** Start Material provided **

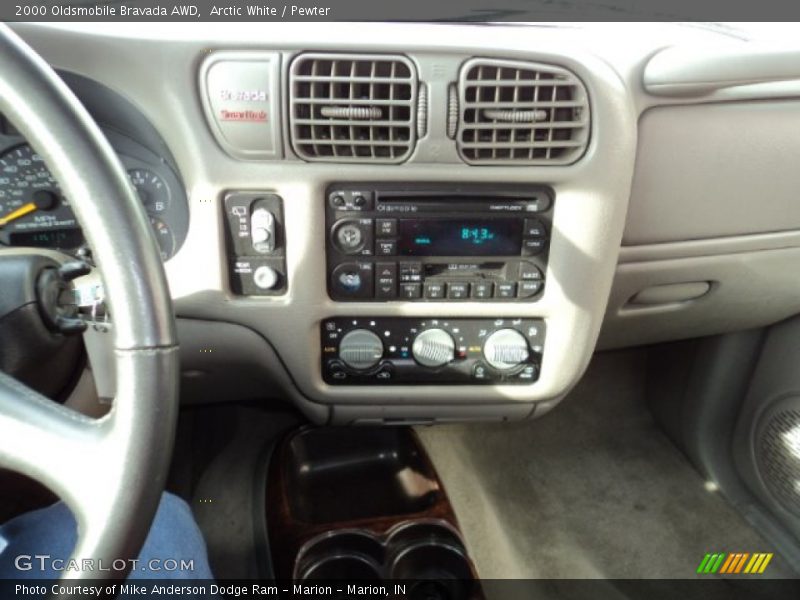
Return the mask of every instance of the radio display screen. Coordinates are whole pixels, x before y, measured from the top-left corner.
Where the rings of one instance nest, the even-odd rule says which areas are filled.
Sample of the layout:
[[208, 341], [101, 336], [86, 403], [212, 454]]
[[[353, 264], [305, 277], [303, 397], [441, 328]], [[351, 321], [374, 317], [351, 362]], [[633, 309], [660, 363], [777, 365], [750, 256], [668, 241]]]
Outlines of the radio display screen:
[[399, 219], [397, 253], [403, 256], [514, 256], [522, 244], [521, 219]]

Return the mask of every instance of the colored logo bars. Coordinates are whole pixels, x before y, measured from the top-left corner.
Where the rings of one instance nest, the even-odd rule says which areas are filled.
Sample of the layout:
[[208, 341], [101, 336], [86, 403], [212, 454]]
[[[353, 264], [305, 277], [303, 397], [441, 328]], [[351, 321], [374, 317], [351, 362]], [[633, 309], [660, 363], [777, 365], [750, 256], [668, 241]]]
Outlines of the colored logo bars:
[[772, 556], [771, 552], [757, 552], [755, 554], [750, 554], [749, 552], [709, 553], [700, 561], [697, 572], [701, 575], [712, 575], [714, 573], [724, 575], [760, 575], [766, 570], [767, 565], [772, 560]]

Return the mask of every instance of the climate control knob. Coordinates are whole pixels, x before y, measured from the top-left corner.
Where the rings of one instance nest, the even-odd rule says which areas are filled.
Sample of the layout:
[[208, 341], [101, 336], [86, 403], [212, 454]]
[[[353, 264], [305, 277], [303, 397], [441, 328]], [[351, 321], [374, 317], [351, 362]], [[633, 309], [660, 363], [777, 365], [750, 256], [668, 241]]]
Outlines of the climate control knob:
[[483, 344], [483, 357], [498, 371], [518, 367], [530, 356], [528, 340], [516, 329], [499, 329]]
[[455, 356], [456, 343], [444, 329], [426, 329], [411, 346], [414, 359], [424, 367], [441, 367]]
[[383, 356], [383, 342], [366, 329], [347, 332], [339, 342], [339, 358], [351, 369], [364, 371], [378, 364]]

** End Material provided **
** Start Material provided **

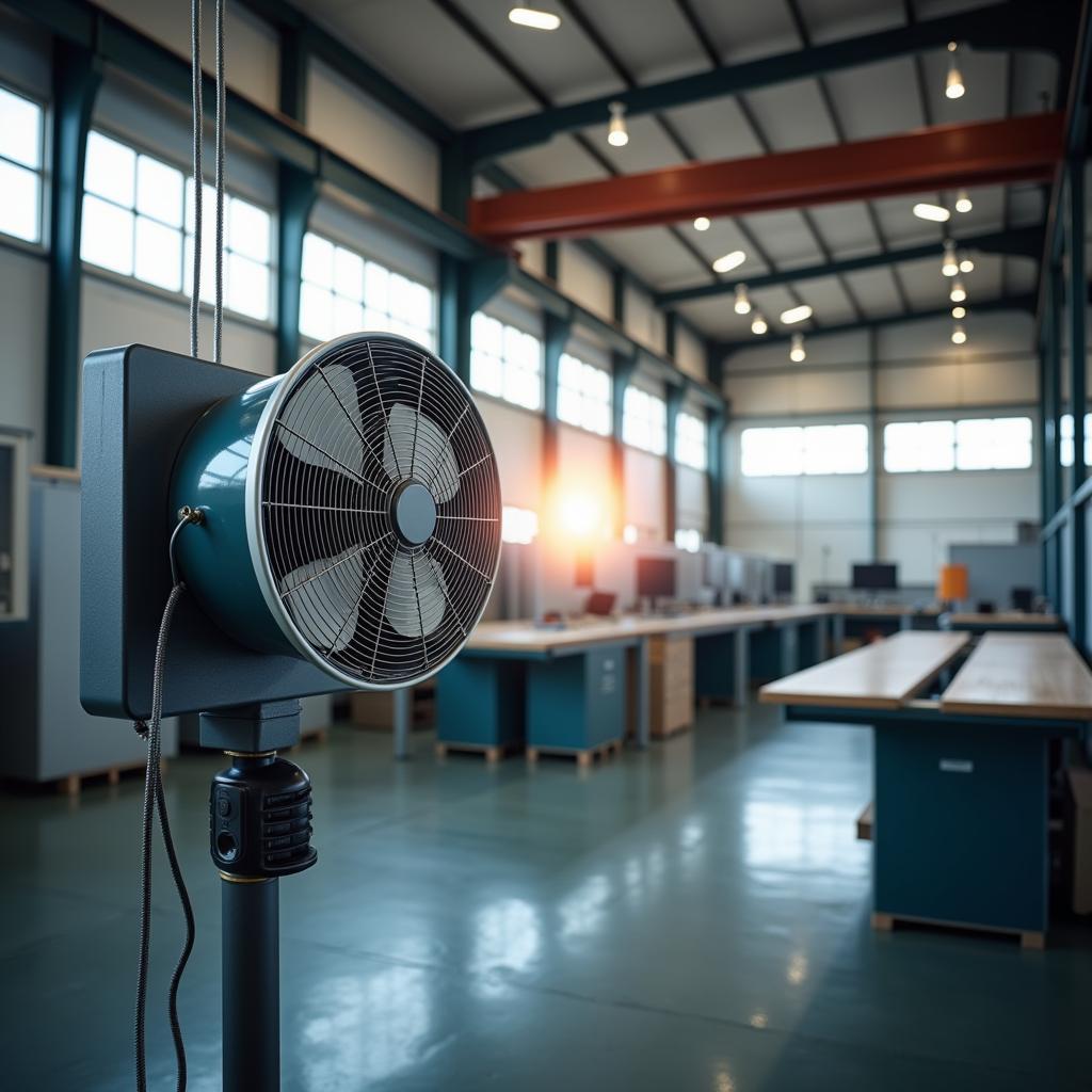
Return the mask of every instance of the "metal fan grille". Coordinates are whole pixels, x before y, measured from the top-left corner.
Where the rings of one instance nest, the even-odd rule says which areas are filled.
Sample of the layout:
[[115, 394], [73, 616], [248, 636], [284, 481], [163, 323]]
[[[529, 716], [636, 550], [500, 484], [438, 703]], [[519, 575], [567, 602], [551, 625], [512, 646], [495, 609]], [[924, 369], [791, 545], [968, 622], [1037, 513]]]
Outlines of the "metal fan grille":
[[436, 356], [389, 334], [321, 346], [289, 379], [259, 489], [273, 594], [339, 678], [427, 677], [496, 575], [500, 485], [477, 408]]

** End Material provided **
** Start Material provided **

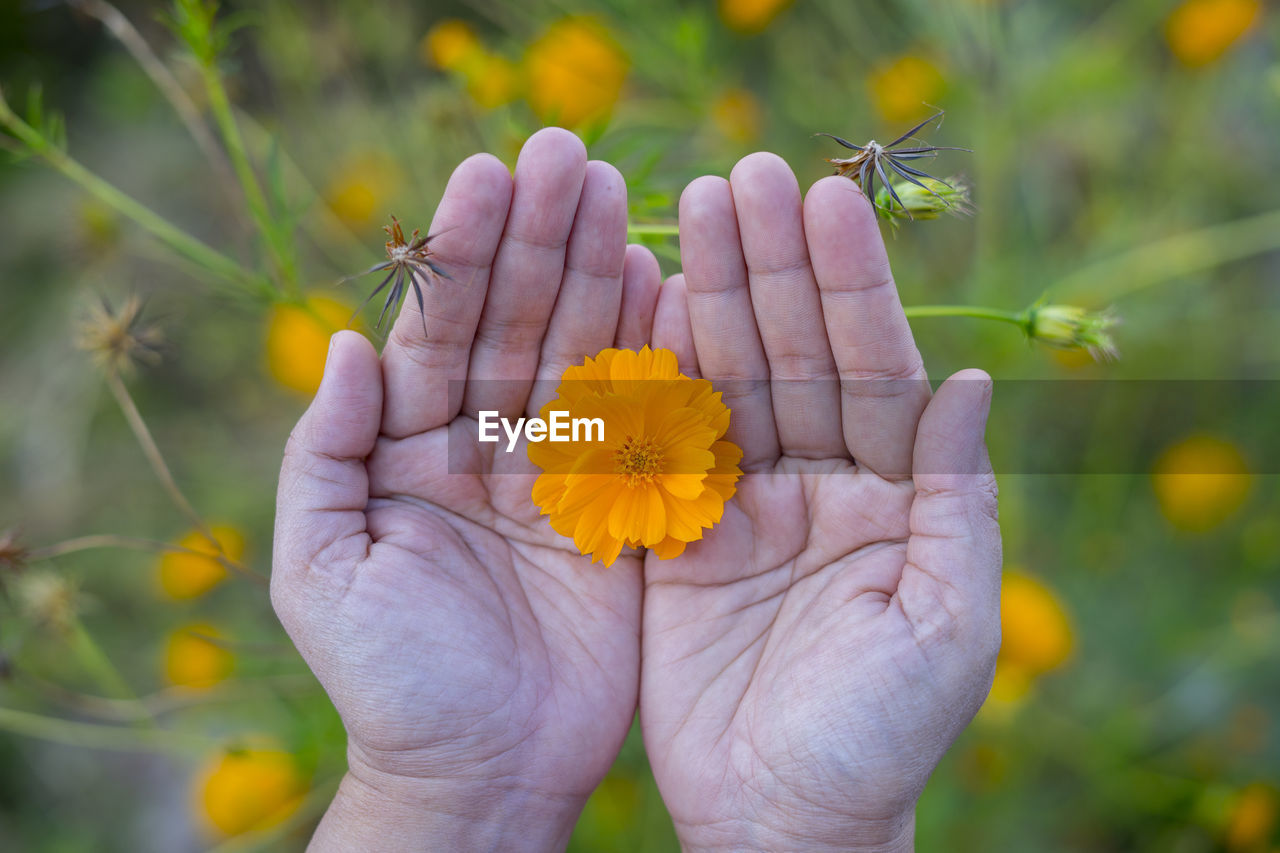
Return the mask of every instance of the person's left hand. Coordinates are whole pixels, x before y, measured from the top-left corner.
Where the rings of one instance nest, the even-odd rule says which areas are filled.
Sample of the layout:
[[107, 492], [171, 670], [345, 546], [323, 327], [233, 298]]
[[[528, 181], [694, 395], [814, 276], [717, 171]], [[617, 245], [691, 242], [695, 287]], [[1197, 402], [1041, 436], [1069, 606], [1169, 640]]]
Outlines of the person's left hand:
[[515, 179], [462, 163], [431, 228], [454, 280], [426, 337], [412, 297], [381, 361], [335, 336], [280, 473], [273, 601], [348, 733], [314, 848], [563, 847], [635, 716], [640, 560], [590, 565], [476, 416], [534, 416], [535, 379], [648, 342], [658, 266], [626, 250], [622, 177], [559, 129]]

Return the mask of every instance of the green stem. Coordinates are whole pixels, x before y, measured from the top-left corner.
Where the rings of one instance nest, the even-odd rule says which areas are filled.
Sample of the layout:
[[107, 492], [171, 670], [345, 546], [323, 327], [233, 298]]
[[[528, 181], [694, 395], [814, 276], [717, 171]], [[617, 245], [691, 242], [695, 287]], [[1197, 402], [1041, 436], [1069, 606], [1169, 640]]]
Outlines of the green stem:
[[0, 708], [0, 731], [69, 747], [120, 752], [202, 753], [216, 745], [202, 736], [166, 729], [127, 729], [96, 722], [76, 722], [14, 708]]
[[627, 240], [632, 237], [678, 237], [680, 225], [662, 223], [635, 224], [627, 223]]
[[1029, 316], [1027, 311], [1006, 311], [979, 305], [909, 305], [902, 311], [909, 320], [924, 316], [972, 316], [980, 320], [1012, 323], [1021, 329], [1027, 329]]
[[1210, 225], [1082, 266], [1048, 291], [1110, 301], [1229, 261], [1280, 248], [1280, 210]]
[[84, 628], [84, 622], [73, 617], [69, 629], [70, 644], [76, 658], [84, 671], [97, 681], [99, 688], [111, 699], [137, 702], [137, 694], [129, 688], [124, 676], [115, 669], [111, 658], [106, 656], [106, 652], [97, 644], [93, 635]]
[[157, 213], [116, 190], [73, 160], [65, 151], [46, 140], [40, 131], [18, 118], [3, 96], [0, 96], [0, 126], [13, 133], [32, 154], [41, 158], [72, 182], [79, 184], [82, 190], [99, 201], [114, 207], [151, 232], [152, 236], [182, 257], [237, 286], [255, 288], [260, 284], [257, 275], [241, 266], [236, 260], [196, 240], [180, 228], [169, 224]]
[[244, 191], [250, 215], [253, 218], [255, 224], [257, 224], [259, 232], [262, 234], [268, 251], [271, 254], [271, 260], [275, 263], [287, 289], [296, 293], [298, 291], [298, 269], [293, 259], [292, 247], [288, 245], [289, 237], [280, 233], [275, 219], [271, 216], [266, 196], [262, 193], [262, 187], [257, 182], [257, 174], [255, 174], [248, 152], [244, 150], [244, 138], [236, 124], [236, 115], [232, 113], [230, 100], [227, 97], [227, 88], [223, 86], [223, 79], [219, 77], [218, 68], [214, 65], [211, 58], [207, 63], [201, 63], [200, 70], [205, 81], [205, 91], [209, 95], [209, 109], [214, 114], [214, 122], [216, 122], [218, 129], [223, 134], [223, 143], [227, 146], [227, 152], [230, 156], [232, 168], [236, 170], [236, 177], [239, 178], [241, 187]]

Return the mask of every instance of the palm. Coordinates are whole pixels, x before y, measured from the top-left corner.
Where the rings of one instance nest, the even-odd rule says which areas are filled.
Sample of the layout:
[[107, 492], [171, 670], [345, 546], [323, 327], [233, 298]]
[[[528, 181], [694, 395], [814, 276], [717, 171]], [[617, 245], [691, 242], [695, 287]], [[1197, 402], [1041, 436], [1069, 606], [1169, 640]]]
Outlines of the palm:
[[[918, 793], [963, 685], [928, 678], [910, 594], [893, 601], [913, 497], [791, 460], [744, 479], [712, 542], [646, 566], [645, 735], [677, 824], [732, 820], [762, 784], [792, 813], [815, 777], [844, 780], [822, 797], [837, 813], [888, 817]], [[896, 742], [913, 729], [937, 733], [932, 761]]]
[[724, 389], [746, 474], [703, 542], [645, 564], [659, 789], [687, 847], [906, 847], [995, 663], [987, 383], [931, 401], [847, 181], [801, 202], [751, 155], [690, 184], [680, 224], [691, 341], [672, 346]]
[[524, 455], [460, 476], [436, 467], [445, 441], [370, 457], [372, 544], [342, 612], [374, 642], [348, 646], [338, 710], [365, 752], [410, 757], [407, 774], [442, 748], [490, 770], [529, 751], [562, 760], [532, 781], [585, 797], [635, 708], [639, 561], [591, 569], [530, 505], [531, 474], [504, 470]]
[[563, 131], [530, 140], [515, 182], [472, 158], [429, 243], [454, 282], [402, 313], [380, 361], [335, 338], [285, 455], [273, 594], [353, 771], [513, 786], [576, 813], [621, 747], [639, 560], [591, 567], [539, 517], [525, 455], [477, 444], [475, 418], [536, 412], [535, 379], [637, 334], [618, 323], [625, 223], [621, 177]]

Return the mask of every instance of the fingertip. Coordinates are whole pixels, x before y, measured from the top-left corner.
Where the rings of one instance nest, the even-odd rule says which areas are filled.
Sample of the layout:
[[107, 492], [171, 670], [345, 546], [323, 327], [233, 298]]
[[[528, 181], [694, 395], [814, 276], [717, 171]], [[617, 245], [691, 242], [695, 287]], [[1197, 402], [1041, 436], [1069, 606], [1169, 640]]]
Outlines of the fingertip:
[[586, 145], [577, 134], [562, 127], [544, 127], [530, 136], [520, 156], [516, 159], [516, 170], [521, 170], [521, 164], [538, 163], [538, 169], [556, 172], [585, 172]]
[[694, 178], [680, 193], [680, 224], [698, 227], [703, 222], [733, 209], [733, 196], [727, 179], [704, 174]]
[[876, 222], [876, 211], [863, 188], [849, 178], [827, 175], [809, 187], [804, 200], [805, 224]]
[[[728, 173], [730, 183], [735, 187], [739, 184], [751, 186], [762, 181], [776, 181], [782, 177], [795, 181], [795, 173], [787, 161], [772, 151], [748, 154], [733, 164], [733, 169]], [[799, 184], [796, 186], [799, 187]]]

** End Material provided **

> [To be done]:
Rewrite the part that opens with the line containing "Return the mask of every instance of the radio" and closes with the line containing "565], [772, 560]]", swapping "Sample" for "Example" and keeping everything else the same.

> [Answer to this task]:
Return the mask of every instance of the radio display screen. Coordinates are whole pixels, x before y, measured from the top-left corner.
Where the rings of one instance nest, the even-odd rule says which areas are filled.
Example of the layout:
[[208, 341], [101, 336], [86, 403], [212, 454]]
[[[353, 264], [305, 277], [303, 397], [441, 328]], [[351, 321], [374, 317], [351, 362]], [[633, 309], [660, 363], [777, 365], [750, 256], [668, 241]]]
Outlines of the radio display screen:
[[399, 219], [397, 253], [403, 256], [514, 256], [522, 244], [521, 219]]

Return the mask of every instance of the colored logo bars. Coordinates are whole pixels, x before y, measured from the top-left corner.
Where the rings of one instance nest, the even-odd rule says which areas are filled.
Example of the layout:
[[208, 341], [101, 336], [86, 403], [212, 454]]
[[[353, 264], [305, 277], [303, 397], [441, 328]], [[351, 321], [374, 317], [351, 362]], [[633, 309], [660, 363], [777, 365], [750, 256], [668, 241]]]
Outlines of the colored logo bars:
[[772, 556], [771, 552], [757, 552], [755, 554], [750, 554], [749, 552], [709, 553], [700, 561], [697, 572], [701, 575], [712, 575], [714, 573], [724, 575], [760, 575], [766, 570], [767, 565], [772, 560]]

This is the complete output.